GIVEN REQUEST A =
Answer these questions from the newsletter below, one per line:
(i) Which group at Dechert produces Real World?
(ii) Who wrote the piece on reforming the Electronic Communications Code?
(iii) In which schedule and act is the Electronic Communications Code set out?
GIVEN REQUEST B = Write out the newsletter below word for word from "- Enforcement of" to "the Rented Sector.".

Real World - Summer 2015
Welcome to the Summer 2015 edition of Real World from Dechert’s London Finance and Real Estate Group, keeping you up to date with recent developments in real estate law and practice.
In this issue:
- Government Consultation on Reforming the Electronic Communications Code.
- Enforcement of Restrictive Covenants Under a Building Scheme - Birdlip Ltd v Hunter and Other 2015.
- Construction Update: The CDM 2015.
- Energy Efficiency in the Rented Sector.
- Liability for Empty Rates Where Property is Being Re-developed: Newbigin (Valuation Officer) v SJ & J Monk 2015
Government Consultation on Reforming the Electronic Communications Code
By David Gervais
The Electronic Communications Code, set out in Schedule 2 to the Telecommunications Act 1984 and amended by the Communications Act 2003, has been much criticised over the last 30 years for being unclear, out of date and inconsistent with other legislation. The Code was introduced following the privatisation of British Telecom in the mid 1980s with a view to enabling electronic communications providers to construct their network infrastructure and to obtain rights over private land, in the absence of agreement with the landowner, on application to the County Court.

PROVIDED MATERIAL =
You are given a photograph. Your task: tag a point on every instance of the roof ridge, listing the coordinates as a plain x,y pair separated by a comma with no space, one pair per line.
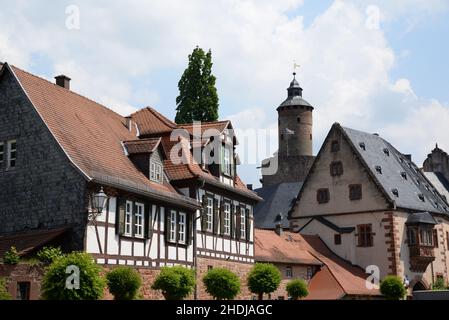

COMPLETE ANSWER A =
(i) Dechert's London Finance and Real Estate Group.
(ii) David Gervais.
(iii) Schedule 2 to the Telecommunications Act 1984.

COMPLETE ANSWER B =
- Enforcement of Restrictive Covenants Under a Building Scheme - Birdlip Ltd v Hunter and Other 2015.
- Construction Update: The CDM 2015.
- Energy Efficiency in the Rented Sector.